◆ Work to be completed: Using the data that follows, return exactly the lines from the one that contains "negative clicks: (1142, 386)" through the one that contains "positive clicks: (1428, 974)", ends included.

Segment Start: Exercise materials

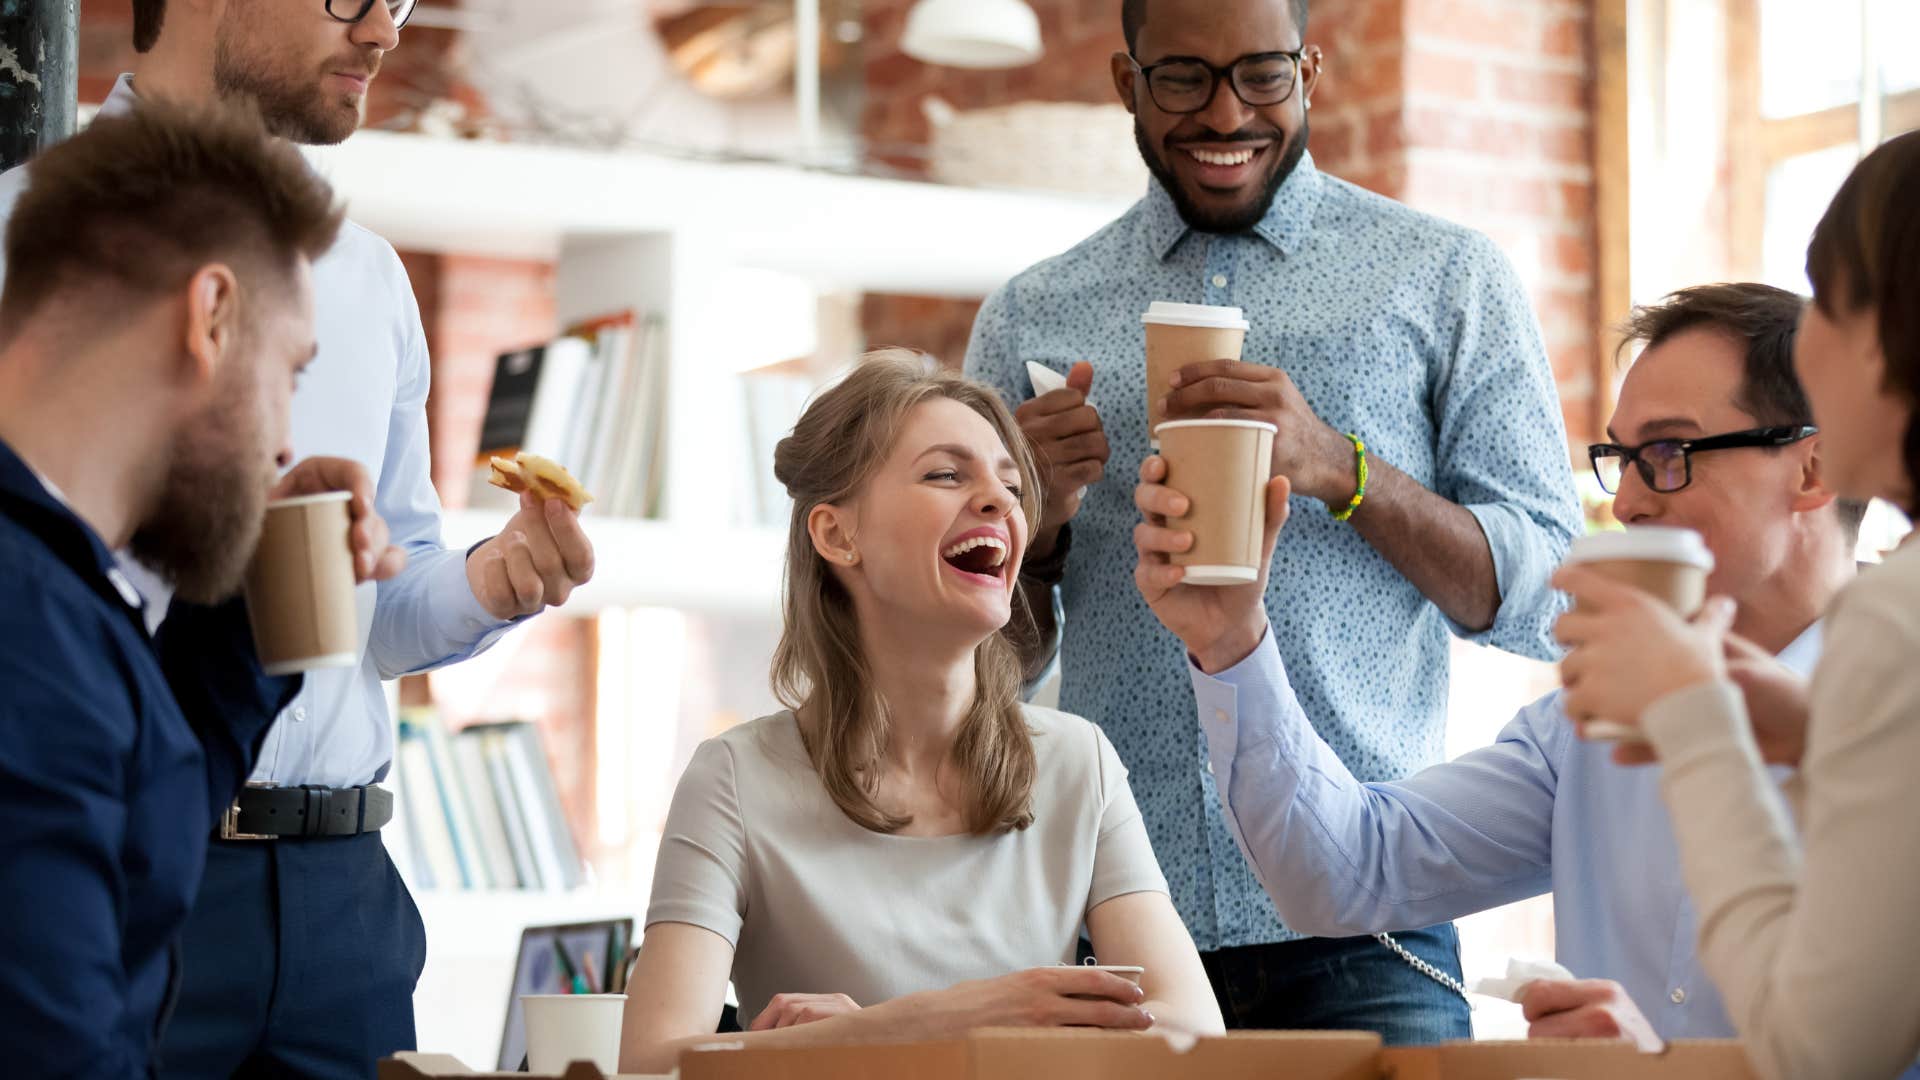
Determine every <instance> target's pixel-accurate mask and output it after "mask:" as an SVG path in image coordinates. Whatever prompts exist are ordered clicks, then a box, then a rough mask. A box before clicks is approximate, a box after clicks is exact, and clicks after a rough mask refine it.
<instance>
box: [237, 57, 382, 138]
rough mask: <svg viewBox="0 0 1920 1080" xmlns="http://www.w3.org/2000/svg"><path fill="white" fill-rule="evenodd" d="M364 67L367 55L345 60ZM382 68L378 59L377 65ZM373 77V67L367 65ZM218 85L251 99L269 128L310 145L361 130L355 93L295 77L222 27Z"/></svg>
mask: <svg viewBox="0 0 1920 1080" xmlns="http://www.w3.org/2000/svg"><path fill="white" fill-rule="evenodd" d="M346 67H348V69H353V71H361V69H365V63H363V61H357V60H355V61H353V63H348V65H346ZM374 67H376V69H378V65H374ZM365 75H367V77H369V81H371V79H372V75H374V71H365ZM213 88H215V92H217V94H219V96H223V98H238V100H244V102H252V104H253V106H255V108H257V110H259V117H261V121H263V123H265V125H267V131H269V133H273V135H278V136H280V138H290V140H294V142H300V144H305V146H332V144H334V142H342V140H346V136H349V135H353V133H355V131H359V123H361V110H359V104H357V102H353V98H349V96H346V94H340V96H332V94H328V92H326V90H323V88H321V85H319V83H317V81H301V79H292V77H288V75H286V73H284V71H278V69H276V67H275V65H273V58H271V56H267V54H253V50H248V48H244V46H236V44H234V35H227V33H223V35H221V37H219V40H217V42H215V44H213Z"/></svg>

Segment End: Exercise materials
Segment Start: Exercise materials

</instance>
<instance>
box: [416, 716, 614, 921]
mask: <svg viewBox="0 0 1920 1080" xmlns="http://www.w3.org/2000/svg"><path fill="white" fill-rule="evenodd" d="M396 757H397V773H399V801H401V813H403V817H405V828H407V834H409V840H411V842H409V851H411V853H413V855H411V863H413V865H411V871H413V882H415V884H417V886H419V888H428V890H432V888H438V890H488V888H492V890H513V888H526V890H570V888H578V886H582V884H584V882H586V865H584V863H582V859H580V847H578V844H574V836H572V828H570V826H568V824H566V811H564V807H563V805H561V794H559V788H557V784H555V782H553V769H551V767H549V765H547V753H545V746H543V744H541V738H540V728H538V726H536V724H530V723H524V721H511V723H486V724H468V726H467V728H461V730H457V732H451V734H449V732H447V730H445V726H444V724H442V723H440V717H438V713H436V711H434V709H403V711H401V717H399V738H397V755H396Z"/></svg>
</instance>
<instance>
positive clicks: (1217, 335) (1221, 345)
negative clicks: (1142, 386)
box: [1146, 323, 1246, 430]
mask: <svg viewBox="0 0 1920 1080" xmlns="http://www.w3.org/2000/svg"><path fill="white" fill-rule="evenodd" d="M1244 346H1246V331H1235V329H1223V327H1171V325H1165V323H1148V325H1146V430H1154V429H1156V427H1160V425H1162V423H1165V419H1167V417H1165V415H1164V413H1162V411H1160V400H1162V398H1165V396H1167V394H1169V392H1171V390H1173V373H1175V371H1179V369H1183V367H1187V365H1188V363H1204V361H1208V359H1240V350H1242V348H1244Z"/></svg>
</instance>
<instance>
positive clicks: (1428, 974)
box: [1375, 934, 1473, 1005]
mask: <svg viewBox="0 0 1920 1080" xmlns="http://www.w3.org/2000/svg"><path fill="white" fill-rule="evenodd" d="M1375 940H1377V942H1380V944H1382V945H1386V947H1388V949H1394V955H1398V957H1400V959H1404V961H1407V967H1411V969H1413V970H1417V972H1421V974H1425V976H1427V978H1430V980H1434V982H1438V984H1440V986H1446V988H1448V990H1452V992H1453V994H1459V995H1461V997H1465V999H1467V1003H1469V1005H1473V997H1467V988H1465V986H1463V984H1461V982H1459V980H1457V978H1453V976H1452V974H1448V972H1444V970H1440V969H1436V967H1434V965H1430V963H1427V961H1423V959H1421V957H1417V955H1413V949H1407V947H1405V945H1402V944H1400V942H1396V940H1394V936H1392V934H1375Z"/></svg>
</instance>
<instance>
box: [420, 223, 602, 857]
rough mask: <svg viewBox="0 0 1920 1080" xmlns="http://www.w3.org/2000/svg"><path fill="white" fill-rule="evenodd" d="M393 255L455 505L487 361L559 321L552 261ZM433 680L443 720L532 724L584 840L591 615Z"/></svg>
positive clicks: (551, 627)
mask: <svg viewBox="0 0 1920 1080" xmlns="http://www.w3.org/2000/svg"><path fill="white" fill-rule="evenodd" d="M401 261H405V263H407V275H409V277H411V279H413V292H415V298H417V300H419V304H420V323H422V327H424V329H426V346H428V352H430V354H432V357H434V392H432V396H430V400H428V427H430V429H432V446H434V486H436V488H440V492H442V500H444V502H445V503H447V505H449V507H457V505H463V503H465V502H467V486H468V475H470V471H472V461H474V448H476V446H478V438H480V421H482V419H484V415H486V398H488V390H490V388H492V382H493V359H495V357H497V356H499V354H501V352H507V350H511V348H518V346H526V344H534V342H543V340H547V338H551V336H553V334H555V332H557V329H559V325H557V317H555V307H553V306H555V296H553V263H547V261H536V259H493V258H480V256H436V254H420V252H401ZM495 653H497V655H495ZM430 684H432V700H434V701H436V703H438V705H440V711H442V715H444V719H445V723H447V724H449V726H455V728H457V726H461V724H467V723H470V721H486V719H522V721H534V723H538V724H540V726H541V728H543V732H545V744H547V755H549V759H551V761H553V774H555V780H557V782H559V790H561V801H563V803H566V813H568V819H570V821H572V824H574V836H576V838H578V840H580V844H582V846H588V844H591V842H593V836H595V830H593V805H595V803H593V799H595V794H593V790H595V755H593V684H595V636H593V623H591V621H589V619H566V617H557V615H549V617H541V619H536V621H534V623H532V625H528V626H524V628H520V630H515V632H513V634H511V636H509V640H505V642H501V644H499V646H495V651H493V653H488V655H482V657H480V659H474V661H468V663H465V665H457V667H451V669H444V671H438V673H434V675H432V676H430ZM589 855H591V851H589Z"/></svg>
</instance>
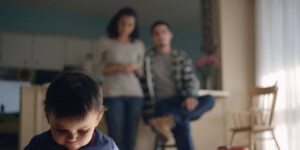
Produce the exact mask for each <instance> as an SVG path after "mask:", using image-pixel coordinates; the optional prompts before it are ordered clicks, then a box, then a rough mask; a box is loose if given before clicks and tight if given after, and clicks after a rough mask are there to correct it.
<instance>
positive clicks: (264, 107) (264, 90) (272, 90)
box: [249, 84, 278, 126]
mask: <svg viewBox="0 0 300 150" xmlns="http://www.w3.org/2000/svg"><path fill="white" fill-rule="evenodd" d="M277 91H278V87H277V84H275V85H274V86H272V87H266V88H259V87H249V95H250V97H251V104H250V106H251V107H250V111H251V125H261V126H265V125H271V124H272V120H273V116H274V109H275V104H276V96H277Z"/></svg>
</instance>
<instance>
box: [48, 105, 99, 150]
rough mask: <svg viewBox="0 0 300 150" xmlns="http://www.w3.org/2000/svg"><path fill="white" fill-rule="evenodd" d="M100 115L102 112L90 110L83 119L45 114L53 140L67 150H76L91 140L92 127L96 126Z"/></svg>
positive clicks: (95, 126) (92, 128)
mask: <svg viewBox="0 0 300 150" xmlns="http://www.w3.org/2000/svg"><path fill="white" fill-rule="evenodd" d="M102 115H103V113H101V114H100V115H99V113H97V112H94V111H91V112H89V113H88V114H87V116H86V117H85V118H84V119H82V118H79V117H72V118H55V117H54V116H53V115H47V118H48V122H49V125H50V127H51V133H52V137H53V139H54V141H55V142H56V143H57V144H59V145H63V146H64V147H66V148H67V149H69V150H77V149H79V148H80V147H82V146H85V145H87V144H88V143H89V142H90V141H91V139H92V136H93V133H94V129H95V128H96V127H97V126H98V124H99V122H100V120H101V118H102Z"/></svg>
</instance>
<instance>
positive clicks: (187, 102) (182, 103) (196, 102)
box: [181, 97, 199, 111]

Segment End: Exercise materials

◆ Exercise answer:
negative clicks: (1142, 386)
box: [1146, 323, 1246, 430]
mask: <svg viewBox="0 0 1920 1080" xmlns="http://www.w3.org/2000/svg"><path fill="white" fill-rule="evenodd" d="M1244 346H1246V331H1235V329H1223V327H1171V325H1165V323H1148V325H1146V430H1154V429H1156V427H1160V425H1162V423H1165V419H1167V417H1165V415H1164V413H1162V411H1160V400H1162V398H1165V396H1167V394H1169V392H1171V390H1173V373H1175V371H1179V369H1183V367H1187V365H1188V363H1204V361H1208V359H1240V350H1242V348H1244Z"/></svg>
</instance>
<instance>
positive clicks: (1428, 974)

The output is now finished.